**Work to be completed**: Copy the part that opens with the row containing "For full credit, report the precise bounding box of the rock" and closes with the end of the rows, requests included, and shift every bounding-box coordinate in the answers by -49. Omit the pictures from your answer.

[START]

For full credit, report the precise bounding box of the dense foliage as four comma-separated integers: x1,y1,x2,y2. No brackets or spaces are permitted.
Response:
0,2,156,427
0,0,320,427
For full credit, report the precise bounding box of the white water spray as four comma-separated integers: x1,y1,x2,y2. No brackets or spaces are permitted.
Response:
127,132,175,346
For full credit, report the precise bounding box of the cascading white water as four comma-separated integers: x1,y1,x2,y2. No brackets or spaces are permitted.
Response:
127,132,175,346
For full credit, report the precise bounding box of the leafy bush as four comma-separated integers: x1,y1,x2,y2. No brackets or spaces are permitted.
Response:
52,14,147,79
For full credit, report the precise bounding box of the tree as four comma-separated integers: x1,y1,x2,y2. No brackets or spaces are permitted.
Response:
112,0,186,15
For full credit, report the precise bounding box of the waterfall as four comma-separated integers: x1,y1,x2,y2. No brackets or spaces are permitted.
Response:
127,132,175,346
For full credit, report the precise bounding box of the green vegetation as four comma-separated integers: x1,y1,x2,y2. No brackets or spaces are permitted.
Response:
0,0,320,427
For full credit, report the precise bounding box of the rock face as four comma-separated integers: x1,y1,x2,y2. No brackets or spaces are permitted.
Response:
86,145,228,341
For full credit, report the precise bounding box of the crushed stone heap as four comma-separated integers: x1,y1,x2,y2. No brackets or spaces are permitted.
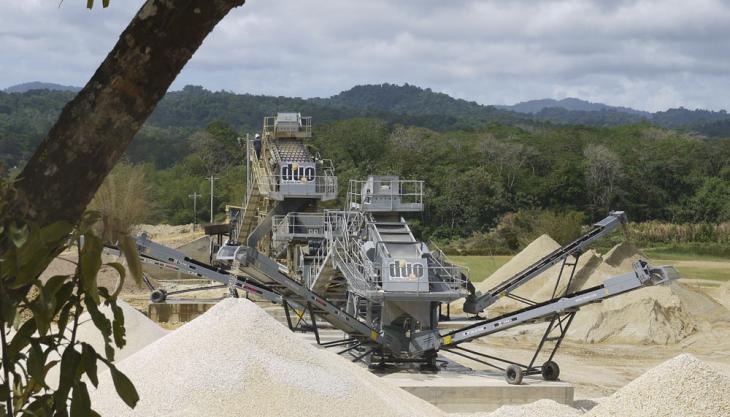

[END]

**Problem solution**:
For full credit, report the precise bounding box of the rock face as four comma-separated integers: x1,y1,x2,y2. No brackets or spaces are permitted.
Response:
37,96,179,292
For full credit, report the precise bounding box of the crushed stone heap as four comma-separated integers: x1,y1,x2,y2. No brackets or spaces are permitted.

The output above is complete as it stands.